> [TÂCHES À RÉALISER]
A. D'après l'extrait sur l'élection présidentielle colombienne, où le second tour a-t-il déjà commencé ?
B. Poursuivez l'article sur l'élection présidentielle colombienne en reprenant juste après sa dernière phrase.

> [EXTRAIT]
+++

Bogota. Samedi 16 juin 2018. CCN/Bolivarinfos/Françoise Lopez. Le second tour des élections a déjà débuté dans les consulats de Colombie et quelques jours avant la journée finale dans le pays, la politique colombienne est plongée dans le dynamisme d'une élection qui, comme ça n'a pas été le cas depuis des années, est partagée en 2 sur la scène politique nationale et internationale.
Le traditionnel partage du butin de la présidence de la République de Colombie entre les familles du parti conservateur et celles du parti libéral qui s'est prolongé au-delà du Front National, n'a été brisé au début du XXI° siècle que par le dissident du Parti Libéral Álvaro Uribe Vélez qui a occupé le pouvoir au bénéfice du trafic de drogues et du para-militarisme.
L'uribisme a réussi à trouver l'équilibre nécessaire pour rendre establishment colombien viable tout en renforçant le pouvoir du trafic de drogues dans la politique et dans l'économie et en donnant plus de pouvoir aux forces militaires et paramilitaires en battant des records historiques de violations des droits de l'homme envers la population et en fomentant le négoce de la guerre pour renforcer le remise des richesses du pays aux intérêts transnationaux.
Depuis lors et jusqu'à présent, Uribe a alimenté une doctrine politique de droite qui est devenue un phénomène électoral et maintenant, sort de nulle part Iván Duque pour l'amener à la présidence de la République.
D'autre part, Gustavo Petro es le premier candidat qui de réelles possibilités de gagner qui ne proviennent pas des partis traditionnels ni des familles qui ont hérité du pouvoir politique en Colombie pendant plus d'un siècle mais ne sort pas non plus des rangs des pouvoirs factuels qui dominent la Colombie comme le trafic de drogues et cependant, arrive aux élections vivant.

+++

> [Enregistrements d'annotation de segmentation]
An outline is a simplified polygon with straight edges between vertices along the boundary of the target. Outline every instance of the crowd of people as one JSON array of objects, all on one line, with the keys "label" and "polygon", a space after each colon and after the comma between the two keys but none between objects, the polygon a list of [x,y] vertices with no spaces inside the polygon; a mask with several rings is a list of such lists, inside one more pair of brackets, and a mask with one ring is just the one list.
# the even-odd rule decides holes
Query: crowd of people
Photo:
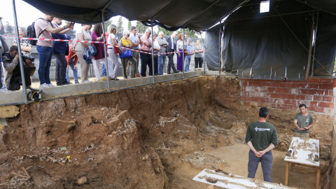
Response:
[{"label": "crowd of people", "polygon": [[[28,31],[34,31],[36,38],[38,38],[71,39],[71,36],[66,32],[74,29],[74,23],[67,22],[63,26],[62,24],[61,19],[46,14],[43,17],[38,18],[34,22],[34,27],[29,28]],[[88,78],[90,64],[93,65],[96,80],[107,79],[118,80],[117,71],[120,66],[118,58],[121,60],[124,78],[148,76],[147,67],[149,69],[149,76],[162,75],[167,56],[168,57],[167,74],[182,72],[183,69],[184,71],[189,71],[191,56],[193,55],[195,55],[195,68],[201,68],[203,64],[204,50],[200,45],[200,41],[197,40],[196,46],[192,47],[191,38],[187,38],[186,34],[184,37],[182,34],[178,34],[178,39],[175,41],[174,38],[177,36],[176,31],[174,31],[171,36],[164,36],[162,31],[151,34],[151,30],[147,29],[141,36],[137,32],[136,27],[132,26],[130,31],[126,30],[123,32],[122,37],[119,40],[115,35],[117,27],[115,24],[108,26],[106,33],[103,33],[102,27],[102,23],[96,24],[93,27],[92,31],[90,32],[92,25],[82,24],[80,29],[76,31],[76,37],[72,43],[56,41],[37,41],[36,46],[39,59],[37,72],[40,80],[40,88],[55,86],[51,83],[50,78],[50,68],[52,57],[56,59],[55,79],[57,85],[71,84],[69,76],[70,69],[73,71],[75,83],[79,83],[77,62],[79,62],[80,66],[81,83],[90,82]],[[20,37],[27,36],[26,31],[23,28],[20,27],[18,30]],[[153,41],[152,41],[152,35]],[[76,42],[76,41],[104,42],[104,38],[108,43],[106,53],[104,46],[105,44],[102,43]],[[22,85],[22,82],[18,83],[19,78],[21,79],[21,77],[17,41],[16,39],[14,41],[8,52],[1,53],[6,57],[2,59],[5,80],[6,80],[4,83],[4,87],[8,90],[20,90]],[[31,43],[30,41],[20,40],[22,55],[31,57]],[[153,73],[152,50],[154,52],[154,73]],[[173,52],[176,52],[178,56],[177,69],[174,62],[175,53],[162,54]],[[105,55],[107,57],[105,57]],[[24,76],[26,74],[29,75],[24,77],[24,80],[26,85],[29,88],[31,84],[31,76],[36,68],[34,62],[31,62],[29,59],[23,60],[24,67],[27,69]],[[183,61],[184,68],[183,67]],[[101,62],[103,63],[102,69]],[[108,76],[106,76],[106,68]]]}]

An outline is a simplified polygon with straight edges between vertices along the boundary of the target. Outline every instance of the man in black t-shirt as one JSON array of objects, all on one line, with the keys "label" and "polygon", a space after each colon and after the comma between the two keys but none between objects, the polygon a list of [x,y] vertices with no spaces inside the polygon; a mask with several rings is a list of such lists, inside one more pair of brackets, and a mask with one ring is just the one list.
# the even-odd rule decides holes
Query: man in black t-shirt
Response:
[{"label": "man in black t-shirt", "polygon": [[275,127],[266,122],[270,110],[262,107],[259,110],[259,120],[247,127],[245,141],[250,148],[248,153],[248,178],[254,178],[258,165],[261,162],[264,181],[272,183],[271,172],[273,157],[272,149],[278,145],[278,134]]}]

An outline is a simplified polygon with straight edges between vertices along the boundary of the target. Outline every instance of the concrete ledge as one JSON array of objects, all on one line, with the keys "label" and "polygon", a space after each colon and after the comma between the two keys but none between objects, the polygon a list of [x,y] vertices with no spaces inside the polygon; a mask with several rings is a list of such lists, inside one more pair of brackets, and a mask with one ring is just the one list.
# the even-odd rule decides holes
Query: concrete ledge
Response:
[{"label": "concrete ledge", "polygon": [[[201,69],[198,69],[200,70],[185,73],[184,77],[202,76],[203,71],[200,70]],[[155,82],[163,82],[181,78],[183,78],[182,73],[162,75],[155,76]],[[152,83],[152,76],[109,81],[110,90],[150,84]],[[42,93],[42,98],[46,99],[57,97],[67,97],[81,93],[89,94],[97,91],[107,90],[107,83],[106,81],[94,81],[86,83],[71,84],[62,86],[45,88],[42,90],[43,91]],[[30,92],[30,90],[27,90],[27,93],[29,92]],[[8,91],[0,93],[0,106],[15,103],[20,104],[24,102],[24,101],[22,90]]]}]

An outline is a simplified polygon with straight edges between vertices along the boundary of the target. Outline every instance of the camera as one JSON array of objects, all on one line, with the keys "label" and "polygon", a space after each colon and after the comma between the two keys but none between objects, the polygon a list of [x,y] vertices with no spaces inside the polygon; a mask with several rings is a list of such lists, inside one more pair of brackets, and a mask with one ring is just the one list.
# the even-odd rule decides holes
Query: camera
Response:
[{"label": "camera", "polygon": [[34,60],[35,59],[35,58],[33,57],[29,57],[29,56],[24,55],[22,55],[22,59],[23,59],[23,61],[24,61],[24,62],[26,62],[26,59],[29,59],[31,62],[34,62]]}]

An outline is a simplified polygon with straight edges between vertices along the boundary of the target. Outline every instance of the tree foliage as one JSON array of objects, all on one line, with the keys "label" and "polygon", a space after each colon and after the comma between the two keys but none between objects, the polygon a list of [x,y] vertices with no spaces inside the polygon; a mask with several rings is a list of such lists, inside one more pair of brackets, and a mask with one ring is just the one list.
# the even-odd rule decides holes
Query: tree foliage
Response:
[{"label": "tree foliage", "polygon": [[131,20],[128,20],[128,27],[127,27],[128,31],[130,31],[130,29],[131,29],[131,26],[132,26]]},{"label": "tree foliage", "polygon": [[139,34],[145,34],[146,29],[147,29],[147,27],[144,25],[141,22],[136,21],[136,25],[135,26],[136,27],[136,29],[138,30],[138,33]]},{"label": "tree foliage", "polygon": [[121,16],[119,17],[119,20],[118,20],[117,24],[117,34],[124,33],[124,27],[122,27],[122,20]]}]

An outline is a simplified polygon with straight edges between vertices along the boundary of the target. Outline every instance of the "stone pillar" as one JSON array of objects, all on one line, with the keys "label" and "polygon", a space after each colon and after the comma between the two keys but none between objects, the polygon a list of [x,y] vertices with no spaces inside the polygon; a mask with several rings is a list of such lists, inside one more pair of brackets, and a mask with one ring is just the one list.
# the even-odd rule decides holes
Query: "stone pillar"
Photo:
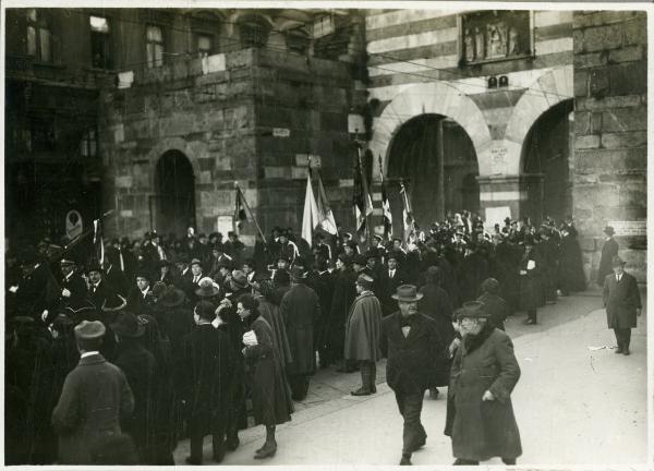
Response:
[{"label": "stone pillar", "polygon": [[[518,219],[531,217],[540,222],[543,202],[542,173],[523,173],[520,176],[477,177],[480,182],[480,212],[488,225],[500,222],[495,215],[508,208],[510,217]],[[502,217],[504,219],[504,217]]]},{"label": "stone pillar", "polygon": [[602,230],[646,278],[647,25],[645,12],[574,12],[573,216],[586,277],[595,278]]}]

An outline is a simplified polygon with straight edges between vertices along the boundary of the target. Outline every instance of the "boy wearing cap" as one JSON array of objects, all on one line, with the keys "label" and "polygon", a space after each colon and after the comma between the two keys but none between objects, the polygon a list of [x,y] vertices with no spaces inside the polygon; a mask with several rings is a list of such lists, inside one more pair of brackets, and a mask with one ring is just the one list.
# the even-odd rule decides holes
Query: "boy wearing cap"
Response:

+++

> [RÉSULTATS PAR TÂCHE]
A. Dans les consulats de Colombie.

B.
Sous la présidence d'Uribe, Gustavo Petro, alors sénateur, fut l'un de ceux qui ont le plus activent les liens de son Gouvernement avec le para-militarisme et le trafic de drogues, c'est pourquoi Petro et l'uribisme sont des ennemis de longue date.
La guerre ou la paix : 2 projets opposés
Malgré les différences radicales entre les propositions d'Iván Duque et celles de Gustavo Petro, ces différences de programme ne peuvent être qualifiées de véritables contradictions idéologiques. Cependant, elles sont suffisantes pour parler de 2 projets historiques différents, définis par la dichotomie entre al recherche de la paix et la poursuite de la guerre.
Bien qu'une nouvelle étape de l'uribisme sans Uribe commence à devenir de plus en plus évidente, l'ex-président colombien ne cesse d'intervenir dans la campagne et de mettre son dauphin Iván Duque sous tutelle. Comme l'a bien dit Vladdo: « Uribe est Uribe et Duque aussi. »
Uribe fixe les règles des élections colombiennes depuis 2002 et maintenant, il essaie de réduire la campagne aux mêmes tactiques qu'il a utilisées pour gagner le Plébiscite pour la Paix, en réduisant le débat à sa plus simple expression, en limitant la campagne à une série de qualificatifs et d'indicateurs de relations avec le « terrorisme » et le « castro-chavisme » et autres caricatures prises dans sa doctrine de sécurité démocratique.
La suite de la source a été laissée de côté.